►

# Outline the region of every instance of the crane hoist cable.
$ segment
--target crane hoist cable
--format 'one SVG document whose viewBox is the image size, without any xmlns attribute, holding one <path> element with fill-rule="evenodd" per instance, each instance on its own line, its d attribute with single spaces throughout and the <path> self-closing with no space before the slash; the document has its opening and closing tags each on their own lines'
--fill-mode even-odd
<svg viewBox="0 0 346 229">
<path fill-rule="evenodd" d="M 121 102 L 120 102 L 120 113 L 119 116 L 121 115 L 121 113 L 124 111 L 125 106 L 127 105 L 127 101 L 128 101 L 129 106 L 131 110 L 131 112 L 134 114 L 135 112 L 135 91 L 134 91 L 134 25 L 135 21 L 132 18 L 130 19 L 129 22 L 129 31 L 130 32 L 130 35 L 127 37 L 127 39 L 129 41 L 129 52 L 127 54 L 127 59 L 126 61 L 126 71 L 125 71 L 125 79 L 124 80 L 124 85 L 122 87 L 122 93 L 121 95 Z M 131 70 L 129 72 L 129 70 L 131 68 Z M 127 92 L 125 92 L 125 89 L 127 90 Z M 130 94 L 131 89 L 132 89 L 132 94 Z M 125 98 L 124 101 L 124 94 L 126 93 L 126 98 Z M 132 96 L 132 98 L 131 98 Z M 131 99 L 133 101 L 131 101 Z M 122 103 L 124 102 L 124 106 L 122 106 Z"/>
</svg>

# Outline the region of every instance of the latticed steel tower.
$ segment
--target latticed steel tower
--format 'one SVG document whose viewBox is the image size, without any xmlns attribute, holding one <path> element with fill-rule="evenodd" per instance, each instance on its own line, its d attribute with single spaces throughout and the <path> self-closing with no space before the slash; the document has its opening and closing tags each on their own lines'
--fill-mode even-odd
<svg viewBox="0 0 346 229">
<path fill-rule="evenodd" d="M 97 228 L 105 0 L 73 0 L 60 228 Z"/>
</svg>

◄

Can you update both entries so that every "Outline" becomes "Trace" and nothing else changes?

# Trace the region of every instance of the crane hoist cable.
$ segment
--target crane hoist cable
--format 'one SVG document whose viewBox is the image size, without any xmlns attribute, holding one <path> element with fill-rule="evenodd" per instance, each instance on its own line, its d attribute with single spaces throughout and the <path> self-closing with no space before the slash; the document has its opening and closing tags each on their own lines'
--fill-mode even-odd
<svg viewBox="0 0 346 229">
<path fill-rule="evenodd" d="M 121 102 L 120 102 L 120 113 L 119 116 L 121 115 L 121 113 L 124 111 L 125 106 L 127 105 L 127 101 L 128 101 L 129 106 L 131 110 L 131 112 L 134 114 L 135 112 L 135 91 L 134 91 L 134 25 L 135 21 L 132 18 L 130 19 L 129 22 L 129 31 L 130 32 L 130 35 L 127 37 L 127 39 L 129 41 L 129 52 L 127 54 L 127 59 L 126 61 L 126 71 L 125 71 L 125 79 L 124 80 L 124 85 L 122 87 L 122 93 L 121 95 Z M 131 70 L 129 72 L 129 70 L 131 68 Z M 127 92 L 125 92 L 125 89 L 127 90 Z M 130 94 L 131 89 L 132 89 L 132 94 Z M 125 98 L 124 101 L 124 94 L 126 93 L 126 98 Z M 132 96 L 132 98 L 131 98 Z M 131 99 L 133 101 L 131 101 Z M 122 103 L 124 102 L 124 106 L 122 106 Z"/>
</svg>

# Trace the region of every instance of the latticed steel tower.
$ segment
--target latticed steel tower
--format 'one SVG document whose viewBox is the image size, without any xmlns attribute, holding one <path> element with fill-rule="evenodd" per instance, each instance on its own line, its d attribute with single spaces throughout and the <path> self-closing with no space before the slash; the document has its opening and closing tags each on their own lines'
--fill-mode even-odd
<svg viewBox="0 0 346 229">
<path fill-rule="evenodd" d="M 97 228 L 105 0 L 73 0 L 60 228 Z"/>
</svg>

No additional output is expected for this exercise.